READING TEXT
Pre-pectoral Or Sub-pectoral Tissue Expander-based Breast Reconstruction - A Propensity-matched Analysis Of Clinical And Health Related Quality Of Life Outcomes
Jonas A. Nelson, MD1, Meghana G. Shamsunder, MPH1, Thais O. Polanco1, Robert J. Allen, Jr., MD1, Colleen M. McCarthy, MD1, Evan Matros, MD, MMSc, MPH1, Michelle Coriddi, MD1, Joseph Dayan, MD1, Peter G. Cordeiro, MD1, Babak J. Mehrara, MD1, Andrea L. Pusic, MD, MHS, FACS, FRCSC1,2, Joseph Disa, MD1.
1Memorial Sloan Kettering Cancer Center, New York, NY, USA, 2Brigham and Women's Hospital and Brigham and Women's Faulkner Hospital, Boston, MA, USA.
Pre-pectoral placement of tissue-expanders for two-stage implant-based breast reconstruction has become an accepted option, potentially minimizing chest wall morbidity and altering the pain profile of this procedure. Large scale studies examining effectiveness, complications and health related-quality of life(HR-QoL) are lacking. This study aims to explore 90-day clinical and HR-QoL outcomes for pre-pectoral versus sub-pectoral TE breast reconstruction.
Propensity score matching analysis (nearest neighbor, 1:1 matching without replacement) was performed for pre-pectoral and sub-pectoral patients. Matched covariates included age, body mass index(BMI), race/ethnicity, smoking status, chemotherapy, radiotherapy, nipple-sparing mastectomy, axillary lymph-node dissection, and laterality of reconstruction. Outcomes of interest were physical well-being of the chest(PWB-Chest) BREASTQ scores and complications.

THE DATA
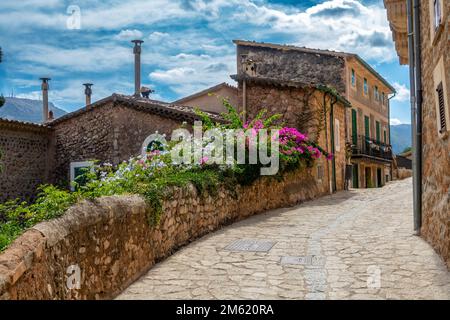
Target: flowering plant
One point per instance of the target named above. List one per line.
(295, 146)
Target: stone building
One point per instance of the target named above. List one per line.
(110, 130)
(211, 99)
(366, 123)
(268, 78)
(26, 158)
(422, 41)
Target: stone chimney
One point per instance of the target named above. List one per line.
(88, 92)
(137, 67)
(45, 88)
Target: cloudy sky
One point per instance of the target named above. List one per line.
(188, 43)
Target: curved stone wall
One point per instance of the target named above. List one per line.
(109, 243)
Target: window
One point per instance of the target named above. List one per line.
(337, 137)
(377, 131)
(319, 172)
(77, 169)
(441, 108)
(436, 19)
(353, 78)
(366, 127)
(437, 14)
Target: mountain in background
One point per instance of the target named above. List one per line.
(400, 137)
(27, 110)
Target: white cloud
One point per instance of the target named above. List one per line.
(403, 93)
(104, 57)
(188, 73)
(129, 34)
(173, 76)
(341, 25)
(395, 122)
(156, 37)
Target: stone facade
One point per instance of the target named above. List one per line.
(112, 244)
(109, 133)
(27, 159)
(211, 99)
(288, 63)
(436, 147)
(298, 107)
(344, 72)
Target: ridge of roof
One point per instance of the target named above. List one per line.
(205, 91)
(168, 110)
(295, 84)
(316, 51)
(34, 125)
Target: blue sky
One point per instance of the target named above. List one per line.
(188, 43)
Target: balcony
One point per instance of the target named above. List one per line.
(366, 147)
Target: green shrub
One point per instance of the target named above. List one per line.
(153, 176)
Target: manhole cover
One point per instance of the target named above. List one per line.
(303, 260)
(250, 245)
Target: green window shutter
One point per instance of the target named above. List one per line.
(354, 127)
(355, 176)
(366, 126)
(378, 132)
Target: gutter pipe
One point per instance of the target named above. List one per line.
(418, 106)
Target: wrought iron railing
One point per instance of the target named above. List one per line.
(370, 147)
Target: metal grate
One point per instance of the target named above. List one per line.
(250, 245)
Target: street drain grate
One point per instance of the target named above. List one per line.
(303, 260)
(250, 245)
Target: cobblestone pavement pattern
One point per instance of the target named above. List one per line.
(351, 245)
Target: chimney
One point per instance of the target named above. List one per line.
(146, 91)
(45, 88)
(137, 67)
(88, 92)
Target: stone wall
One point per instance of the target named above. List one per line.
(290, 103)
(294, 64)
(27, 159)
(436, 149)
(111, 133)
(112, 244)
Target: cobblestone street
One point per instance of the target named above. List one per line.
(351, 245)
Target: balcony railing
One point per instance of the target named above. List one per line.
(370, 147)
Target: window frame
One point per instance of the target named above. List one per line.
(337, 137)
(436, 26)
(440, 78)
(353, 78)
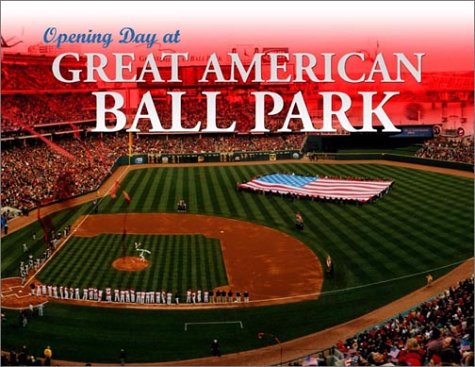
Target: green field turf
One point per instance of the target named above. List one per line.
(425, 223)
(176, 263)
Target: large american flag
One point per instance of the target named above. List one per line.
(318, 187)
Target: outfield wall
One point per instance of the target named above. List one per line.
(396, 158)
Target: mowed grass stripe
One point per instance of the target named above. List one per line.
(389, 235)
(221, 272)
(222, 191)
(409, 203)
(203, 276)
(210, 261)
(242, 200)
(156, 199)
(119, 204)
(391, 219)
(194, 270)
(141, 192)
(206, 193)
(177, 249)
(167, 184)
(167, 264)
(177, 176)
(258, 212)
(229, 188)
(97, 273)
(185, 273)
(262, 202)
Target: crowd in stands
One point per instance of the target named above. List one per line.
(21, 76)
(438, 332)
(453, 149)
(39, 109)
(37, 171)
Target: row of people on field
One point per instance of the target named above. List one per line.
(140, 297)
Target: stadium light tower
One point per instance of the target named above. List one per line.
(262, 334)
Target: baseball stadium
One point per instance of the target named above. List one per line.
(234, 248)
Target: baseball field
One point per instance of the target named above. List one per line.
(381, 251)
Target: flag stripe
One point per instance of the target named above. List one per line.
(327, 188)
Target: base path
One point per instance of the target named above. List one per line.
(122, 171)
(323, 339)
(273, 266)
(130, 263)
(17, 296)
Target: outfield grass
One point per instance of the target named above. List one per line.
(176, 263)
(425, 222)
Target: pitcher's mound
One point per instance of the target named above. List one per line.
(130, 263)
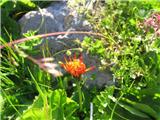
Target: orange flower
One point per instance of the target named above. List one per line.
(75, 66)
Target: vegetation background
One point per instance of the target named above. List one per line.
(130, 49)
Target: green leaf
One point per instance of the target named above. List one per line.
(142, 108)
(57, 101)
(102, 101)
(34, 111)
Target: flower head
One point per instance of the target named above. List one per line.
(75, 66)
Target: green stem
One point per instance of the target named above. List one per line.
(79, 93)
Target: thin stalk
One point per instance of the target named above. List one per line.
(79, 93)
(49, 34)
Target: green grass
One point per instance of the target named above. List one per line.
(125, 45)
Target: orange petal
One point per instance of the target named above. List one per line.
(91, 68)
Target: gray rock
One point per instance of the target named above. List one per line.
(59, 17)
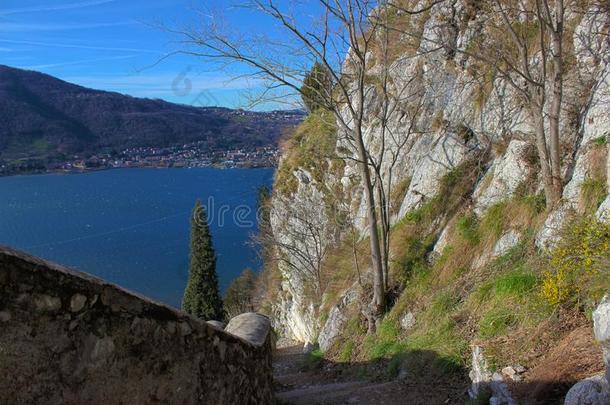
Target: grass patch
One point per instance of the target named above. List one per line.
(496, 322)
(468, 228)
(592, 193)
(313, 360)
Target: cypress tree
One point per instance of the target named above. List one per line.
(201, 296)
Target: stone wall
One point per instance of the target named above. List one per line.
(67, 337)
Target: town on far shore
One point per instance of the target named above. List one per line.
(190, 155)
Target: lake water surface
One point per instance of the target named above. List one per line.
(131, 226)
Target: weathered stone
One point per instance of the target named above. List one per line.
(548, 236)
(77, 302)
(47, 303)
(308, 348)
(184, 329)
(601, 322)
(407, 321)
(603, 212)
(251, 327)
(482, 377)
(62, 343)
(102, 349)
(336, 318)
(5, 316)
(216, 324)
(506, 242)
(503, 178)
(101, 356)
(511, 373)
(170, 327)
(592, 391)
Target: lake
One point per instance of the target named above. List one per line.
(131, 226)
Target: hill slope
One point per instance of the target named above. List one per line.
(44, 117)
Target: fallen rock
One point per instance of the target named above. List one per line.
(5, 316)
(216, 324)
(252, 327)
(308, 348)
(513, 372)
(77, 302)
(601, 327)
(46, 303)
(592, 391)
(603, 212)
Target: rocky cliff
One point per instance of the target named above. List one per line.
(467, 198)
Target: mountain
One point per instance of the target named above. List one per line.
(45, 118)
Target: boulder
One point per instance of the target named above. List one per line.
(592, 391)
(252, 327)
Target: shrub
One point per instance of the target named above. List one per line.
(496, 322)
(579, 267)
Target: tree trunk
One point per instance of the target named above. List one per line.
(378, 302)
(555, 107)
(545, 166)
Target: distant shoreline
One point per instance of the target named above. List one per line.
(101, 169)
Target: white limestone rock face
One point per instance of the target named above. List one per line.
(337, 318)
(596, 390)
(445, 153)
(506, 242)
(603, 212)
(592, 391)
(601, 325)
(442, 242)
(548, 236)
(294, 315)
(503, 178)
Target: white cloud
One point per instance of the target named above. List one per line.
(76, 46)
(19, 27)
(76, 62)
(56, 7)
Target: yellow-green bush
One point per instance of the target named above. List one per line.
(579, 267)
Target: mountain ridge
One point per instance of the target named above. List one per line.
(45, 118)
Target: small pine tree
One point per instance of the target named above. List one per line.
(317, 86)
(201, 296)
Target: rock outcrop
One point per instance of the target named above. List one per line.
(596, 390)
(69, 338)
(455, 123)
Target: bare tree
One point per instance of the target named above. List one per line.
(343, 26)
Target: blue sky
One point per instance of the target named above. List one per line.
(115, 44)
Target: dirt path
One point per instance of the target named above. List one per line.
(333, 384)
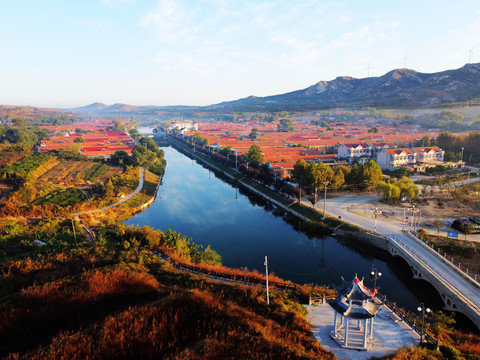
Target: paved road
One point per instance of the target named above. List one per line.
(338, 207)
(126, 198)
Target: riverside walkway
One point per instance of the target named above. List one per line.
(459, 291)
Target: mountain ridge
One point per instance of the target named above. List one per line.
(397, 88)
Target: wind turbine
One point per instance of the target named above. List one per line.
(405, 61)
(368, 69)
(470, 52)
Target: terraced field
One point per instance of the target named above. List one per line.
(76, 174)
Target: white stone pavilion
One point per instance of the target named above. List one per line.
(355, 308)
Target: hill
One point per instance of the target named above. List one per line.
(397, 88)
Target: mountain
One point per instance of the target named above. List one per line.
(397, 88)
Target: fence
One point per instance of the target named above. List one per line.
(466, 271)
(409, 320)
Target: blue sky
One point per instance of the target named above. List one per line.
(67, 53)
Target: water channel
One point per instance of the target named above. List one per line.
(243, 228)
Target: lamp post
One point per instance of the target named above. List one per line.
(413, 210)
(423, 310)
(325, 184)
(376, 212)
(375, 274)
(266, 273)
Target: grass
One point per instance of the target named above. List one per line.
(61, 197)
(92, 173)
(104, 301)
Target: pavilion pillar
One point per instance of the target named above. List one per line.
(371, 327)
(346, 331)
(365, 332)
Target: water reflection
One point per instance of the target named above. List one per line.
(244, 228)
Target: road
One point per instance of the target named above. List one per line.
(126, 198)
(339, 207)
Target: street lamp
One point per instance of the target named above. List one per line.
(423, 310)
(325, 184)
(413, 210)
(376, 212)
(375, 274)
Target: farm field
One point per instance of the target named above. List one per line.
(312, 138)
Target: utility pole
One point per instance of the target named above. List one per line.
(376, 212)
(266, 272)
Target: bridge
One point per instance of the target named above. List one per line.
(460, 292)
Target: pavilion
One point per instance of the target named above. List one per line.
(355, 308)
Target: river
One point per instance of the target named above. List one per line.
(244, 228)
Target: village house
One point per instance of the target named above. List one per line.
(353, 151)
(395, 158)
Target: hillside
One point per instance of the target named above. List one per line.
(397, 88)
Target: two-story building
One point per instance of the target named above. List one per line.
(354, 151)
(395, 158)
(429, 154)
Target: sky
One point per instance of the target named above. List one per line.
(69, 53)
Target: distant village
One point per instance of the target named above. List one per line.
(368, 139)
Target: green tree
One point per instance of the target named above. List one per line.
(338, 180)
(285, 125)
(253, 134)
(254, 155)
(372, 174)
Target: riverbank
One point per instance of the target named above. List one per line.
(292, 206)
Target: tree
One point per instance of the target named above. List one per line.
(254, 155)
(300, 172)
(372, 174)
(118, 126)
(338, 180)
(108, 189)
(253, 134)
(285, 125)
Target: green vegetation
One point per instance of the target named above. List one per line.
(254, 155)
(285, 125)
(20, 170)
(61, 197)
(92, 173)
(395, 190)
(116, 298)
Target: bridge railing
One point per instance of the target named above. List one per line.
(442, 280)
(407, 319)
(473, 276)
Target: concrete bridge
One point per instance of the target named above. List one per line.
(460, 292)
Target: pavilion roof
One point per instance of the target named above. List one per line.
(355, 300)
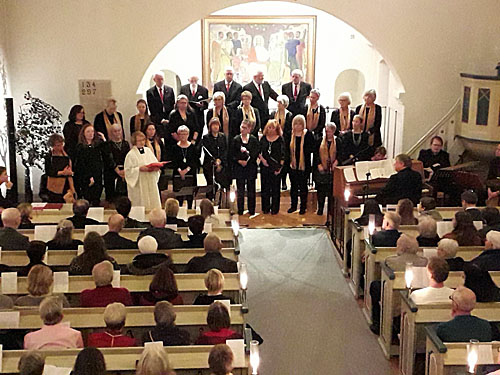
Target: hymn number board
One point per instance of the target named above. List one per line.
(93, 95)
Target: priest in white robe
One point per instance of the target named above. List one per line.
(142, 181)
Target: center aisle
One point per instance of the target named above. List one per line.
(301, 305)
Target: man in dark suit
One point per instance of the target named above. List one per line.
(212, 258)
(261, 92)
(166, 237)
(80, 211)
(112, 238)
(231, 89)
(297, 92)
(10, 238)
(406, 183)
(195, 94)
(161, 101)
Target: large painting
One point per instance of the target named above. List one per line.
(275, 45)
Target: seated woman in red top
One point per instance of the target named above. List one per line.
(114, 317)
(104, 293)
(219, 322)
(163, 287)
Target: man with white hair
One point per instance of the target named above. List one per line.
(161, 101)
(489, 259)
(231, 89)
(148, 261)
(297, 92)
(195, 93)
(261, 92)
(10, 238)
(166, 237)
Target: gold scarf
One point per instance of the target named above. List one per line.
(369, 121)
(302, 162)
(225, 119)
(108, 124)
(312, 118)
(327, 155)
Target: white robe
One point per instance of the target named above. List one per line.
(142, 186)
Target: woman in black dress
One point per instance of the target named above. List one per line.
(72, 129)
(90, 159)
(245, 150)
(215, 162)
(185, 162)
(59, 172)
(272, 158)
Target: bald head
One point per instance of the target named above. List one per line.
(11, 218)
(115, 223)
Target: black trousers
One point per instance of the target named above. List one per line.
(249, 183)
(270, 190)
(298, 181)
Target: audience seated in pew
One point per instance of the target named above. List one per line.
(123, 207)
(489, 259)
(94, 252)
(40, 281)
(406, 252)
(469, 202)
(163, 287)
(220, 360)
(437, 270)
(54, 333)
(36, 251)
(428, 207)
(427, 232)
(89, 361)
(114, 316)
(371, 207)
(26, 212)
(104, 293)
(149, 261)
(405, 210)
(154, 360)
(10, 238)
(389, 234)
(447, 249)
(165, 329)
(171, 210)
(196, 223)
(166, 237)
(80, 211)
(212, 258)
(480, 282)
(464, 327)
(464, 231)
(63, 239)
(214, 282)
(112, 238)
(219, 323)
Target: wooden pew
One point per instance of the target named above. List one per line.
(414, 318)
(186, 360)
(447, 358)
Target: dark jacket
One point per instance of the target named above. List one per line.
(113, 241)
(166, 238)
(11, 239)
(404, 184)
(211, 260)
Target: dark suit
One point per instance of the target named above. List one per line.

PROBLEM STATEMENT
Write the continuation of the abstract on pre-pectoral versus sub-pectoral tissue expander breast reconstruction, starting after its last sentence. You can ignore the entries.

TASK RESULT
983 patients were evaluated with 262 patients analyzed after matching. The matched cohort had no differences in baseline characteristics. Although pre-pectoral patients had significantly higher preoperative PWB-Chest scores(p<0.001), postoperative scores did not differ significantly. However, in a subgroup analysis assessing PWB-Chest scores by laterality, bilateral pre-pectoral patients had higher scores at 6-weeks(p=0.001). Within 90-days postoperatively, pre-pectoral patients had higher rates of breast seroma than sub-pectoral patients(p=0.002).
CONCLUSION: In a matched analysis of early 90-day complications, pre-pectoral tissue expanders had a significantly higher rate of breast seromas compared to sub-pectoral reconstruction, though did not differ in expander loss. Patient reported PWB-Chest did not differ postoperatively, however subgroup analysis suggests PWB-Chest scores are improved at 6-weeks for bilateral pre-pectoral patients. Continued long-term analysis of clinical and patient reported outcomes are warranted to understand the full profile of this technique.